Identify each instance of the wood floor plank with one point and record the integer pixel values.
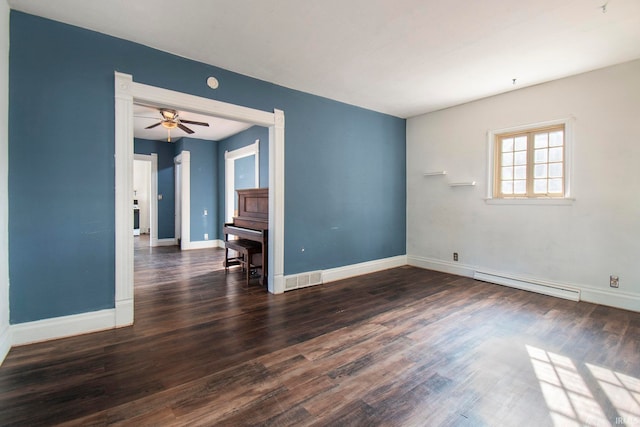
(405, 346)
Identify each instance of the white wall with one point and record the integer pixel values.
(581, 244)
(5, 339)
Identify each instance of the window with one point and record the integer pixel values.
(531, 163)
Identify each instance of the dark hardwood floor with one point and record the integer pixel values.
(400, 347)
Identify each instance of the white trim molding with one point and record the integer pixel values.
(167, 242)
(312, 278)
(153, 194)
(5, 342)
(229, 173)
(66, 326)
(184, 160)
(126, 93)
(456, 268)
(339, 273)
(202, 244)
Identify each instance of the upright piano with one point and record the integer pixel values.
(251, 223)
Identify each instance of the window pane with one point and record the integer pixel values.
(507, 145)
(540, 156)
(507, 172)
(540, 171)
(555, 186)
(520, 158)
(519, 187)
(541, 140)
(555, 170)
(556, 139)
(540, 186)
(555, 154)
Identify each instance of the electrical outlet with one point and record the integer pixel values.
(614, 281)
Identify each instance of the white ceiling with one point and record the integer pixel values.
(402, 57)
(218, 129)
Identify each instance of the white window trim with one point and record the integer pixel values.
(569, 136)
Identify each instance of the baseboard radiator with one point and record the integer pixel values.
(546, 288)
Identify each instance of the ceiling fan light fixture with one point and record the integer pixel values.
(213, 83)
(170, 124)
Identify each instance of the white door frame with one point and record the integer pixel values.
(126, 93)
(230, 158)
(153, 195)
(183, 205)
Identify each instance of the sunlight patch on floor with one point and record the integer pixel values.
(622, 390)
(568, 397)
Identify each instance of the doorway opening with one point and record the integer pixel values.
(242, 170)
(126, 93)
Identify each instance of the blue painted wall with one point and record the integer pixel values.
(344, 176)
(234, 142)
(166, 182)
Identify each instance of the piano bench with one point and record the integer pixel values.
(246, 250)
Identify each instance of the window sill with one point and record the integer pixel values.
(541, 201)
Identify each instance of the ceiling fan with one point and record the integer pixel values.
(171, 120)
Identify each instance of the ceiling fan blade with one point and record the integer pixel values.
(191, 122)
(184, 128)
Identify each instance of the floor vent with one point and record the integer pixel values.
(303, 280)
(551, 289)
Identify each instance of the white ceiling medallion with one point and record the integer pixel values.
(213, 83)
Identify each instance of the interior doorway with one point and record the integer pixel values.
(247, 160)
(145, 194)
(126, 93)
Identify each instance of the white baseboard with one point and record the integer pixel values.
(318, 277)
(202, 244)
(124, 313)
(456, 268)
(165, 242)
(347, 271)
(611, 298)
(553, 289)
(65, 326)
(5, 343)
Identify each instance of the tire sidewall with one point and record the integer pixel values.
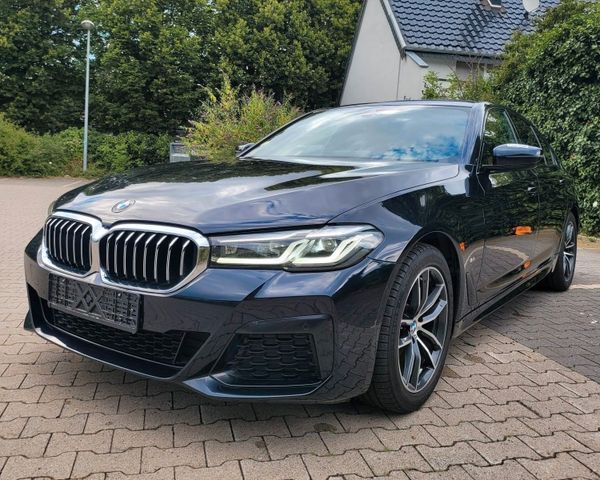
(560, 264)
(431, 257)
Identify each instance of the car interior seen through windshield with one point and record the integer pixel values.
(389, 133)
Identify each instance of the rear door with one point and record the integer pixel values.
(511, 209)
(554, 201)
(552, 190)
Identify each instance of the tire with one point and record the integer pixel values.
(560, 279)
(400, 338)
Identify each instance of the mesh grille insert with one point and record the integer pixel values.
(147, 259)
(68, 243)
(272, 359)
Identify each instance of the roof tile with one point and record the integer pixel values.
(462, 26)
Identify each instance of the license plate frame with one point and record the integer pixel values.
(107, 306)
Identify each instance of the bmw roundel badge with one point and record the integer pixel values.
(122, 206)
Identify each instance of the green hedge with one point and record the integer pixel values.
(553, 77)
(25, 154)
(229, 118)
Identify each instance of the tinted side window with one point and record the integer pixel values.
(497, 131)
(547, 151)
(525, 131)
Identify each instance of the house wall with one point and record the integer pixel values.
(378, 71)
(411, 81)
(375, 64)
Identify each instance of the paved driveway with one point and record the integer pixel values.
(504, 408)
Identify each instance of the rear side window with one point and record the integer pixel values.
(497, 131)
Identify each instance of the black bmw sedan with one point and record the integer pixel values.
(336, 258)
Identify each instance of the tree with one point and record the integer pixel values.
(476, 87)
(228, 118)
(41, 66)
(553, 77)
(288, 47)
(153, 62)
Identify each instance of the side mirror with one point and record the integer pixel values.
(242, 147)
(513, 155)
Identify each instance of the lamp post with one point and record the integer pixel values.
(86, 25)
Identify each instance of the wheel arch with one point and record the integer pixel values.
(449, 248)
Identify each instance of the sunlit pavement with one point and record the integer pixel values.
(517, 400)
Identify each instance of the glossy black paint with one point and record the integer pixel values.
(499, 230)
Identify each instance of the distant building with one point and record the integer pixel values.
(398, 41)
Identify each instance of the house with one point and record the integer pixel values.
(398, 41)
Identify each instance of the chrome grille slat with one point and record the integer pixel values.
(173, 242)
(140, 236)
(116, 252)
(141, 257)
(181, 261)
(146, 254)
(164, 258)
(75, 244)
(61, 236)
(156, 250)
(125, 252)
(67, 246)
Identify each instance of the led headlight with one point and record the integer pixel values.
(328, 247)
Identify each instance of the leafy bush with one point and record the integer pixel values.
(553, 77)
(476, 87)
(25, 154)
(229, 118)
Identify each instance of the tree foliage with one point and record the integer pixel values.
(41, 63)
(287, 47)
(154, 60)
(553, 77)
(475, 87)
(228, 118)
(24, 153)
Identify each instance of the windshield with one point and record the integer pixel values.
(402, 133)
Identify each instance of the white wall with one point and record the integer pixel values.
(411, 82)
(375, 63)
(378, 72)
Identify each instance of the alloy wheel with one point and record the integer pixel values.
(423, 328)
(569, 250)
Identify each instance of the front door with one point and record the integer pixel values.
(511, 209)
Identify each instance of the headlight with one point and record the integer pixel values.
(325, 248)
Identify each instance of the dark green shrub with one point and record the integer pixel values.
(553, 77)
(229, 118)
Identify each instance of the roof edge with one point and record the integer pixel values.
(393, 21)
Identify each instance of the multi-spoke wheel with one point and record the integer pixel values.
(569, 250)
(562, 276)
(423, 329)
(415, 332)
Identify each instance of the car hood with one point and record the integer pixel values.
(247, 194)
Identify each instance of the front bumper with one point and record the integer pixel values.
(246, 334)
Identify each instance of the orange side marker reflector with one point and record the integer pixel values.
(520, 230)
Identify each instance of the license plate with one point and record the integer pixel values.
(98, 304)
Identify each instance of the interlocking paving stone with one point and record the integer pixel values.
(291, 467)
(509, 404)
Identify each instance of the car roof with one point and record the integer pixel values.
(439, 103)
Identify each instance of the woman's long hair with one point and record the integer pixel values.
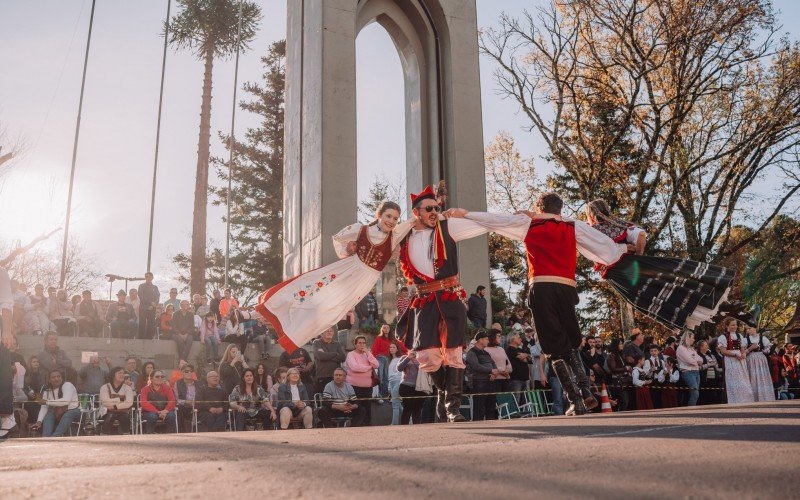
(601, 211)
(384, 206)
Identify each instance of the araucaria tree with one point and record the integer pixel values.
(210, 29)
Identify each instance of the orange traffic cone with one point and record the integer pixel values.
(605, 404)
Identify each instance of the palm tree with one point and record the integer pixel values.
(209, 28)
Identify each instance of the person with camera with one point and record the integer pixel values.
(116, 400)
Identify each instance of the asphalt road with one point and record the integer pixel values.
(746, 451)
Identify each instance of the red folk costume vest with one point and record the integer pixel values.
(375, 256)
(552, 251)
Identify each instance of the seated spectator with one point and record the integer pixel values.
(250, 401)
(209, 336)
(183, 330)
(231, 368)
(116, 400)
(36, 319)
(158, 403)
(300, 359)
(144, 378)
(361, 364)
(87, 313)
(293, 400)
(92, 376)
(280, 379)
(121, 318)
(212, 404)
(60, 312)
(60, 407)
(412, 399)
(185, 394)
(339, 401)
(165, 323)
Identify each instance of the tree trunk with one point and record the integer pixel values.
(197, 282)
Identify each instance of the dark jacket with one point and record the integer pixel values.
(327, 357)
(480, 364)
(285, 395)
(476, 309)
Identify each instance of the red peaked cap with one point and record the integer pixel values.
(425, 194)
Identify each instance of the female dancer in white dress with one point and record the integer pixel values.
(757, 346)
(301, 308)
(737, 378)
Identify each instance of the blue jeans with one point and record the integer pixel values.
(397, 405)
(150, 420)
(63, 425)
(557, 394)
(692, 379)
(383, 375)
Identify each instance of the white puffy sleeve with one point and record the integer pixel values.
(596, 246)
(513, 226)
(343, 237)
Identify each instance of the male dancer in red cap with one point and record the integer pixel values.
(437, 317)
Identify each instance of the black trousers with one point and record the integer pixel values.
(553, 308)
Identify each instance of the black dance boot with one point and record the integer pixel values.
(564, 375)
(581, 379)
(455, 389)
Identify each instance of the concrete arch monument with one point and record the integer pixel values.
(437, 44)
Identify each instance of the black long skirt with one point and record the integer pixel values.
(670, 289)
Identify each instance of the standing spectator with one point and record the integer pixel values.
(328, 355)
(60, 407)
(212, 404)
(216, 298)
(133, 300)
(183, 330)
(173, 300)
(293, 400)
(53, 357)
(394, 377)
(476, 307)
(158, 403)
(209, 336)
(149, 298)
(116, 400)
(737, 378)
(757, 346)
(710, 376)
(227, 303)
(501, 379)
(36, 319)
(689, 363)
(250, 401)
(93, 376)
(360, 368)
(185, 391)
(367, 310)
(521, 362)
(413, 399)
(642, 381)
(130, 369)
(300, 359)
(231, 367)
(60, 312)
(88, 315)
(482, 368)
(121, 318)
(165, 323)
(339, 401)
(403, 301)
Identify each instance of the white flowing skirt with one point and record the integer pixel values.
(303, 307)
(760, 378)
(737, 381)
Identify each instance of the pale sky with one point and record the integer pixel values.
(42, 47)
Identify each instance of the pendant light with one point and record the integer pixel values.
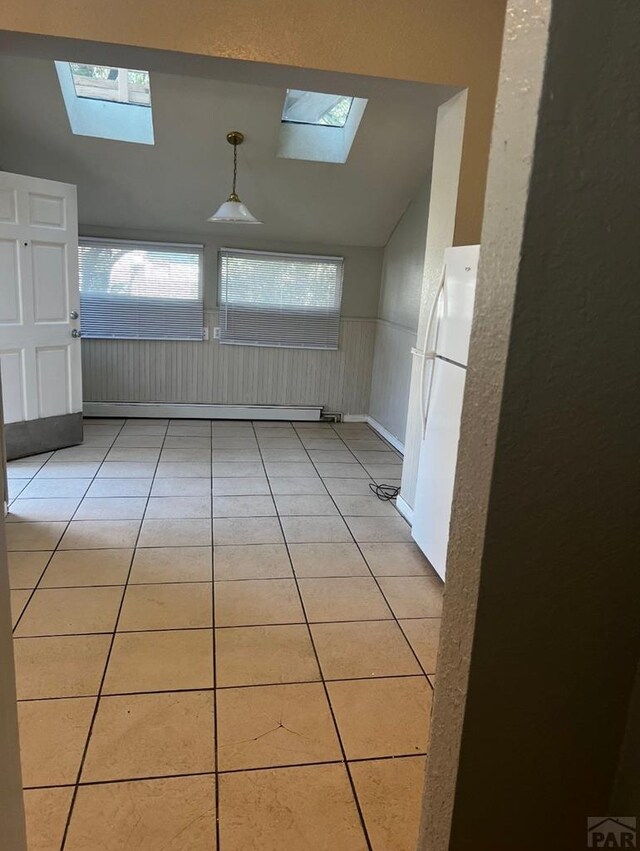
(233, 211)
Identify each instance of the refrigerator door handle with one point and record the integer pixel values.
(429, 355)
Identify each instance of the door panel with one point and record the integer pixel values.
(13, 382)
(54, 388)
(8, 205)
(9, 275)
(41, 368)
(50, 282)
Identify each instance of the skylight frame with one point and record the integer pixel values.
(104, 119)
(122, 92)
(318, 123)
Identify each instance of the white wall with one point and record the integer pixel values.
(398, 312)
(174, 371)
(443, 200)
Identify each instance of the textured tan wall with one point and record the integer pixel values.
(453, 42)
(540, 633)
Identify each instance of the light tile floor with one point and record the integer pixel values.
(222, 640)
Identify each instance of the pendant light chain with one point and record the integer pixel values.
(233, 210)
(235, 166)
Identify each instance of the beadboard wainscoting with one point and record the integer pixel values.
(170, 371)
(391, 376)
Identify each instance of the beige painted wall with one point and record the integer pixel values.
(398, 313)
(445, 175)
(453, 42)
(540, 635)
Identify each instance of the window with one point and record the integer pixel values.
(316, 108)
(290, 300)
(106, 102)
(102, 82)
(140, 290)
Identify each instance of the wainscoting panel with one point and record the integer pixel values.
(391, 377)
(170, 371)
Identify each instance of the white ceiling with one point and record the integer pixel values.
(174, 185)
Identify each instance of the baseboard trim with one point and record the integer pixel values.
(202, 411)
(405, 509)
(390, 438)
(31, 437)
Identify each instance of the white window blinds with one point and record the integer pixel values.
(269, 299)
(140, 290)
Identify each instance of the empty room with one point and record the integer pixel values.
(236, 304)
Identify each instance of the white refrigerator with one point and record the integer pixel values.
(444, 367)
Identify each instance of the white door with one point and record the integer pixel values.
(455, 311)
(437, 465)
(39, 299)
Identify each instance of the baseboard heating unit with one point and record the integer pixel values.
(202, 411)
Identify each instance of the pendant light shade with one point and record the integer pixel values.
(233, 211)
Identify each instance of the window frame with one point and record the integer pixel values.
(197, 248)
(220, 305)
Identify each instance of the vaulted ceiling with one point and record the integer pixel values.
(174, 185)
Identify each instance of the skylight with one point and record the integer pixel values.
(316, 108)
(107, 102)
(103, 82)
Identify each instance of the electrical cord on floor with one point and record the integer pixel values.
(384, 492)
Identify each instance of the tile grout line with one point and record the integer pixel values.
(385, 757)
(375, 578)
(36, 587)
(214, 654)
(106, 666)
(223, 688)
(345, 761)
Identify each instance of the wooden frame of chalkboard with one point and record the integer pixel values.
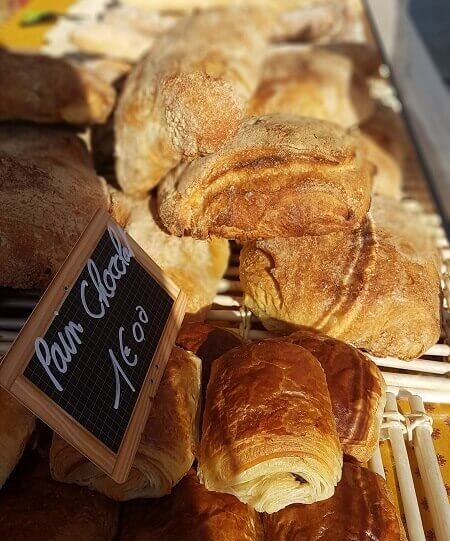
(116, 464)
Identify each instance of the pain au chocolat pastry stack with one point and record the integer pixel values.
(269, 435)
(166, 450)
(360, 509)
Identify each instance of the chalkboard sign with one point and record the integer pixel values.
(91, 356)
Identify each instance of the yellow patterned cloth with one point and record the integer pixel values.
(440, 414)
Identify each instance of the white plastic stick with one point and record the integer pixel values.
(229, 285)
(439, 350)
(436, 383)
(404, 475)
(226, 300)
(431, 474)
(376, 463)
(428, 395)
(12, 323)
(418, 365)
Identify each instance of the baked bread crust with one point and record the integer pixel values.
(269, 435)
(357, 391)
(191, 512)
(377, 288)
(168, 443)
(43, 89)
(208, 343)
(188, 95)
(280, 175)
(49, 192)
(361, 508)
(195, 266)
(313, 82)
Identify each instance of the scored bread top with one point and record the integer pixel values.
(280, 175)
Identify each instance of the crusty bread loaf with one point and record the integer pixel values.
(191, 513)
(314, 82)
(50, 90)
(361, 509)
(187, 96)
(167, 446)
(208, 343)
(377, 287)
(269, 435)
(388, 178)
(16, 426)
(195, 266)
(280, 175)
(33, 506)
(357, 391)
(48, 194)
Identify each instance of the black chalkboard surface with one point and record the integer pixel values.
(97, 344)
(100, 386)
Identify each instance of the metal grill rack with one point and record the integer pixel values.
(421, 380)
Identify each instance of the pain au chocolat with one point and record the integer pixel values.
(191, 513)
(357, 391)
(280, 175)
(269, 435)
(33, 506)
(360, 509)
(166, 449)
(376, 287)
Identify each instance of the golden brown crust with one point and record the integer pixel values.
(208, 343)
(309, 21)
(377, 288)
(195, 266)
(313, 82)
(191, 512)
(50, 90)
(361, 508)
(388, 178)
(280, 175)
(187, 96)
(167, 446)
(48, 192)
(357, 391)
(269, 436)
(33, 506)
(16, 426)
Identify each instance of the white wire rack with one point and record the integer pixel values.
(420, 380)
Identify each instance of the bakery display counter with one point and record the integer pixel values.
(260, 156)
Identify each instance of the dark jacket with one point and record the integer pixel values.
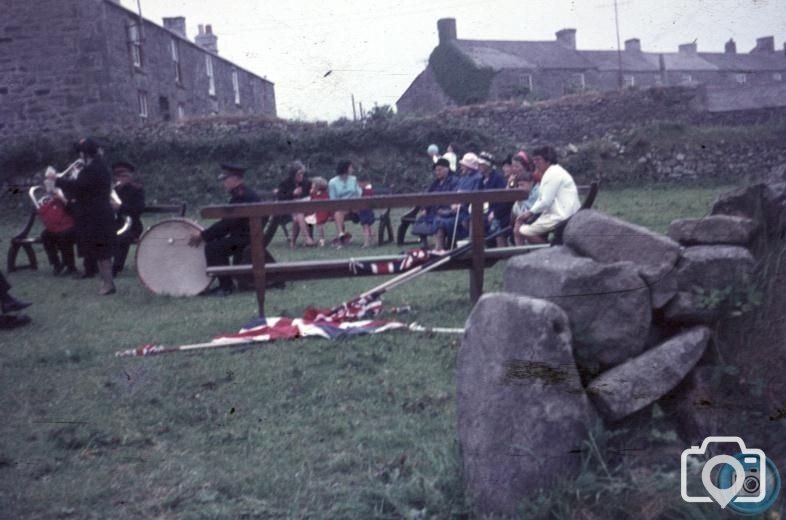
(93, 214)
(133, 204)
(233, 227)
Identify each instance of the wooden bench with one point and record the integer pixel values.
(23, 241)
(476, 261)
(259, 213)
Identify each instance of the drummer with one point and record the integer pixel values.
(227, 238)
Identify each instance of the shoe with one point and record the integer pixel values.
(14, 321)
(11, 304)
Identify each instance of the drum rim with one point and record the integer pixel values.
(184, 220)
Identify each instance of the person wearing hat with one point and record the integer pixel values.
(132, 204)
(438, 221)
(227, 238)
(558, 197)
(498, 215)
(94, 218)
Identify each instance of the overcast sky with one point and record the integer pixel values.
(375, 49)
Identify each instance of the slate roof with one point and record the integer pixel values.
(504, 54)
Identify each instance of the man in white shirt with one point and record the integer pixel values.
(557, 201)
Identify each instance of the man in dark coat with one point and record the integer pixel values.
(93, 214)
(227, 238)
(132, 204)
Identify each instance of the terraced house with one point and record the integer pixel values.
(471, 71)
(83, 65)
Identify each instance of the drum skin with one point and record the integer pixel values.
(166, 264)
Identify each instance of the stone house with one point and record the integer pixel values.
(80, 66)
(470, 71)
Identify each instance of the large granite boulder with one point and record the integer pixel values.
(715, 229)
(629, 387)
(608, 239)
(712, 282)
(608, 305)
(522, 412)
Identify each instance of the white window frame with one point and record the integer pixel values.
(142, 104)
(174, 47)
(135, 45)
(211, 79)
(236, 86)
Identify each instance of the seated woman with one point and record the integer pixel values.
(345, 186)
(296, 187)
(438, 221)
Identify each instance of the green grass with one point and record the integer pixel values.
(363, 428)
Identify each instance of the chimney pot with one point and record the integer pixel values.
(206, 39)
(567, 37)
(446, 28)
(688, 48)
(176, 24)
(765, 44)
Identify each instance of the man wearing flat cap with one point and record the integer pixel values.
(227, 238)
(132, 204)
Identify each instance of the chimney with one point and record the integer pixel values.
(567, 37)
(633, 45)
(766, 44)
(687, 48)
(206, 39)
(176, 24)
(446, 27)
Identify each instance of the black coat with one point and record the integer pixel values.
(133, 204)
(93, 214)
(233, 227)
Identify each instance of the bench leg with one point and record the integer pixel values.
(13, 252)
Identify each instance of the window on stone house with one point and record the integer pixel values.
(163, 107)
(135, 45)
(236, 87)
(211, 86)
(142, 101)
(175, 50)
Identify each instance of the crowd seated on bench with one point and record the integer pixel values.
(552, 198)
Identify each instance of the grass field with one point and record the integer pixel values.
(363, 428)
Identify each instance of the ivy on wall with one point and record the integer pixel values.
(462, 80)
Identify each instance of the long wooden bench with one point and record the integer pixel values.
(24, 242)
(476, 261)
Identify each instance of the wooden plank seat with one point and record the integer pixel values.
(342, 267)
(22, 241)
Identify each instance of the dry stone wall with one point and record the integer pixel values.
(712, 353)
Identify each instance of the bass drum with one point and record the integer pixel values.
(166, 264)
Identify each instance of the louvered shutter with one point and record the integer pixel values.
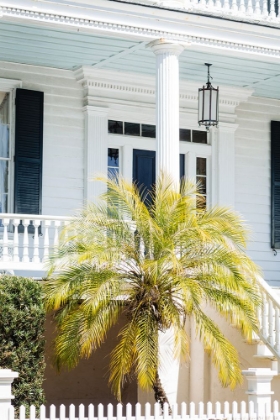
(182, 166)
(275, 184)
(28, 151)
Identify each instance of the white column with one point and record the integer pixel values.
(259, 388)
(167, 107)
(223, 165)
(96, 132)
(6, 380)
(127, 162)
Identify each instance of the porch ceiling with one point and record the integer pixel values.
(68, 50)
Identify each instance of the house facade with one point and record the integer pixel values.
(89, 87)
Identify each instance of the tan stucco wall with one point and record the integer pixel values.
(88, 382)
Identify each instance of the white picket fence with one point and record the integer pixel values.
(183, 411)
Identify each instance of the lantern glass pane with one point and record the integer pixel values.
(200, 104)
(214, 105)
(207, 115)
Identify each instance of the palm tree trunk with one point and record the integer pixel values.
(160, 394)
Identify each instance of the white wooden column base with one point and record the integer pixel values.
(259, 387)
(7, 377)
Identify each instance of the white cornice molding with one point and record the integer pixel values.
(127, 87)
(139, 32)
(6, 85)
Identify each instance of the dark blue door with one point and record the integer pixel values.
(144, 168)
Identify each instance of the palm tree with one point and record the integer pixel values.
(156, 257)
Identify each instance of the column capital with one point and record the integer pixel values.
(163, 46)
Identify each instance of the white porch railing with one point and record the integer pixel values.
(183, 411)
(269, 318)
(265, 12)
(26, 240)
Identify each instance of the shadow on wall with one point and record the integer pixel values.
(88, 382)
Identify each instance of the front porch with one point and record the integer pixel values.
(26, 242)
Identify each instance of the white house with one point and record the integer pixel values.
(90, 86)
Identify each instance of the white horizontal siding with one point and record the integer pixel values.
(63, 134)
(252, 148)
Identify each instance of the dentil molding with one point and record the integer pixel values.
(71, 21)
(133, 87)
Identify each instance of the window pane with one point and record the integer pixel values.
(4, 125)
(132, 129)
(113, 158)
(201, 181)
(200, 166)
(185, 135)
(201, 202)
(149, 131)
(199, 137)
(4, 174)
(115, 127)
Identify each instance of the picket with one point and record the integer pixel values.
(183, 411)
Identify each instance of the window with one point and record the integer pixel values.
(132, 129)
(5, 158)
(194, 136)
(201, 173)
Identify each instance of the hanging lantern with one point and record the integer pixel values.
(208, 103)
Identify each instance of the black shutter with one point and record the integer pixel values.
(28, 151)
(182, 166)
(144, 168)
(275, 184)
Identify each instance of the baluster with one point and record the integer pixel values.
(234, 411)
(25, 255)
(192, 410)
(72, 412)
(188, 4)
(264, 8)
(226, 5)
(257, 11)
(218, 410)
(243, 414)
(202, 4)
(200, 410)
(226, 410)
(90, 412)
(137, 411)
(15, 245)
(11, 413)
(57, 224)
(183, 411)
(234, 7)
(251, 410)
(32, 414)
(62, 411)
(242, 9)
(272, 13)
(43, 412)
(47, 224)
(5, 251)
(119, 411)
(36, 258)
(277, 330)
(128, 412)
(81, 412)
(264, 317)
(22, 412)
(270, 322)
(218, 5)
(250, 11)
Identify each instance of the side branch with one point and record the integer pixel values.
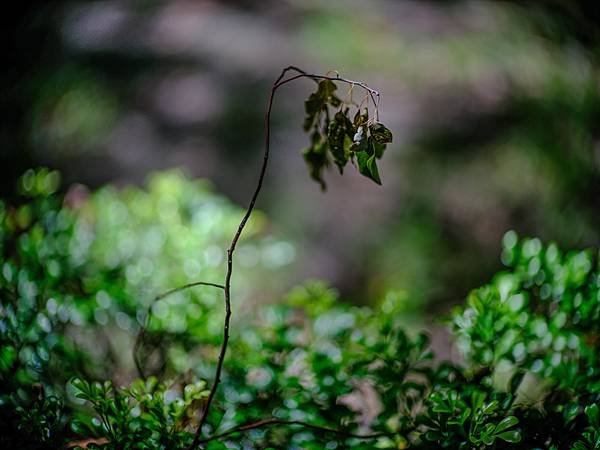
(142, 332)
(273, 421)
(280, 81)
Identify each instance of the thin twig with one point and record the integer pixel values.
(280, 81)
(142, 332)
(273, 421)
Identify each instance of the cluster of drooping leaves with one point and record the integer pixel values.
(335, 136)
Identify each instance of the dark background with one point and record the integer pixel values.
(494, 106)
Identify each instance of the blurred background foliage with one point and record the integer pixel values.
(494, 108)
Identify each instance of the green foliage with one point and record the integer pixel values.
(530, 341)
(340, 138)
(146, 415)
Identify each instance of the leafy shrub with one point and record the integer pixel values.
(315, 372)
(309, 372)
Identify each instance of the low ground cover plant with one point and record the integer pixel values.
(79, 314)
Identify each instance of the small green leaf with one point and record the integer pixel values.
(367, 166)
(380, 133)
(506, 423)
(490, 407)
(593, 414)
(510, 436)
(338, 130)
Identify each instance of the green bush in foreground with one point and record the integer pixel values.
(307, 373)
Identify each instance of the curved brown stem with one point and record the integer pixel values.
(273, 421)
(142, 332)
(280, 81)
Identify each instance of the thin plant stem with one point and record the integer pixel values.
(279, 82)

• STATED TASK: Set down only these lines, exactly: the line containing "Identify each instance of the low" and each line after it, through the end of the listing.

• OUTPUT BELOW:
Identify each instance of the low ground cover plant with one point and record the integer pixel values.
(79, 314)
Identify each instance of the small green leaf with one point and record the integer pixel values.
(367, 166)
(380, 133)
(506, 423)
(490, 407)
(593, 414)
(510, 436)
(338, 130)
Identify each instance of the green bush in foreground with one point and record the integer pixel values.
(307, 373)
Identify each instance of the curved brown stem with one point and record the integer pixel values.
(273, 421)
(142, 332)
(280, 81)
Identify each instance of the thin plant stem with one point and record the integer pixel values.
(279, 82)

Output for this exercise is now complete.